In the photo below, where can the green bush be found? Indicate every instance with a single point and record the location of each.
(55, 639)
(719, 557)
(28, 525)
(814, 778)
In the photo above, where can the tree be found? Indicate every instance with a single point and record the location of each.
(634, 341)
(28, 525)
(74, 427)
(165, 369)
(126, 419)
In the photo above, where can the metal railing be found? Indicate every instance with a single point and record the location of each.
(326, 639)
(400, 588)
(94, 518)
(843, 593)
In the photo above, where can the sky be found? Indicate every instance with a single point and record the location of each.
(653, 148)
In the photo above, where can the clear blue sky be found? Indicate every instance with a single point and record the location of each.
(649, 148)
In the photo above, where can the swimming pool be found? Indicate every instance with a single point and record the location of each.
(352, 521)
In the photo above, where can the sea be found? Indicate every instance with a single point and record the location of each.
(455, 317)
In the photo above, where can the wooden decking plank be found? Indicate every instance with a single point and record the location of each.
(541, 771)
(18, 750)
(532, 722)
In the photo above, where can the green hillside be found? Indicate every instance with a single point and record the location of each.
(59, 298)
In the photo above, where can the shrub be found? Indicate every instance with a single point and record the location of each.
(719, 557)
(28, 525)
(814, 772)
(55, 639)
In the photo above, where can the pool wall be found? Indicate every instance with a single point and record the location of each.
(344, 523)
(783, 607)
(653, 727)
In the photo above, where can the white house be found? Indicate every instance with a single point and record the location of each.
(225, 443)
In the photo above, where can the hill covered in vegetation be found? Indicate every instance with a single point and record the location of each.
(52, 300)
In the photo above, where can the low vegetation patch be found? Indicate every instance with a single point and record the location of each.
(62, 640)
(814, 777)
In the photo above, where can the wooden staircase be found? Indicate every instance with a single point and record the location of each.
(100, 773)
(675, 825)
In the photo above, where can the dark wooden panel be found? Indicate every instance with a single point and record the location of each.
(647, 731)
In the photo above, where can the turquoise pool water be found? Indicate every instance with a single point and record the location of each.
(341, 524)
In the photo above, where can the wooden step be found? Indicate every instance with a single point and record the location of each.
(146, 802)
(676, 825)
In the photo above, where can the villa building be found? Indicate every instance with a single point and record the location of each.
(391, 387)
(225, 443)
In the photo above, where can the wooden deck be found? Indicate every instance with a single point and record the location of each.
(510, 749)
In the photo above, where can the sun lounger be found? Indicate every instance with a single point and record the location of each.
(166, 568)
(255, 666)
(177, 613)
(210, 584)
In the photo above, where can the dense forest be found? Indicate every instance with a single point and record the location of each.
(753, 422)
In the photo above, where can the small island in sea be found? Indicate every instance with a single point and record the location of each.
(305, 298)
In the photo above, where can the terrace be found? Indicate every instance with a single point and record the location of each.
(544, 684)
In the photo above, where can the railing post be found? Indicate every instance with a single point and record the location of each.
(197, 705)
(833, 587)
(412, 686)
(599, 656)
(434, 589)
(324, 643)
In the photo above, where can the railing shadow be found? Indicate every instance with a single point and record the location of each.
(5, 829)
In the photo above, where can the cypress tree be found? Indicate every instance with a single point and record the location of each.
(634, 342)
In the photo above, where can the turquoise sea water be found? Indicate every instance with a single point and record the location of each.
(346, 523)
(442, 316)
· · · · · · ·
- [What you need to do]:
The records above must be retyped in full, exactly.

- [Response]:
In the photo below, where can the green bush be found? Indicate every instance with a single point and record the location of each.
(55, 639)
(719, 557)
(28, 525)
(814, 778)
In the photo above, where can the tree be found? Indicate every instance with a single point and record the location of each.
(634, 341)
(28, 525)
(74, 427)
(165, 369)
(126, 419)
In the photo above, where can the metal railing be found? Indicate every instance with a single point and record the location of each.
(326, 639)
(400, 588)
(94, 518)
(843, 593)
In the photo above, where can the sky be found? Indicate every instance with a single point and record the location of each.
(653, 148)
In the photo above, where can the clear blue sky be found? Indicate every instance with a single point and record the location of each.
(649, 148)
In the photo above, where can the swimming pool be found? Indicate every instance with a single point and record the location of each.
(352, 521)
In the photo above, where can the sea be found? Indicate every instance with a single point and record the location of each.
(455, 317)
In the photo above, where can the wooden decking plank be found? Indicate every instance with a single point and record the location of each.
(541, 771)
(18, 750)
(532, 722)
In the photo above, where can the green hillside be found? Indicate every instance with a single point and record the location of each.
(59, 298)
In the photo above, where can the shrub be found? Indicate every instance with a single point and record the location of each.
(719, 557)
(28, 525)
(814, 772)
(55, 639)
In the photo above, where can the pool wall be found? Indicate every instance with a single point and record the location of each.
(344, 523)
(783, 607)
(653, 727)
In the photo above, where can the white house be found? Indicate every instance with a single point and record the location of each.
(225, 443)
In the photo above, where can the hill covered in vegetation be found? Indicate every instance with a single point and record the location of each.
(52, 300)
In the photo above, where can the low vegetation patch be found? Indicate every instance with a single point and record the location of each.
(62, 640)
(814, 777)
In the photo above, where can the wooden staircase be found? Indicate every instance with a single point and record the location of each.
(100, 773)
(675, 825)
In the photo above, where can the dark wooden panel be found? Indicate every instance with a single point and record the location of each.
(647, 731)
In the photo above, where can the turquoise pool water be found? Indicate every instance with a single point and record the location of each.
(341, 524)
In the photo above, where can the wooden step be found? Indicate every instance with a single point and record the location of each.
(146, 802)
(676, 825)
In the photo above, where can the villa building be found? Indicate every instance with a single point and record the location of each.
(391, 387)
(225, 443)
In the photo above, where can the wooden deck be found? Indicate every instance with a single point and record the location of each.
(510, 749)
In the photo above, where can the sun lounger be found? Indicate every instance with a single point and record the location of each.
(166, 568)
(255, 666)
(177, 613)
(210, 584)
In the photo above, where can the dense forest be found? Indicate every instance with a single point and record the location of each.
(753, 422)
In the photo above, where can the small island in sea be found? Indicate every instance with a single point and record the location of each.
(305, 298)
In the photo above, where can the terrace be found? Indicate every instance with a single point and record the location of each.
(544, 684)
In the photo above, where can the railing post be found? Indicate every instance with a single point and record the location of each.
(197, 705)
(833, 587)
(412, 686)
(599, 656)
(434, 589)
(324, 643)
In the photo above, where can the railing shadow be found? Indicate every instance with a single point and record the location of each.
(5, 829)
In the photo above, where can the cypress tree be found? Indicate every instance with a single point and record the location of each.
(634, 342)
In the photo above, where can the turquoise sea water be found? Indicate every instance with a single point and record the location of each.
(346, 523)
(442, 316)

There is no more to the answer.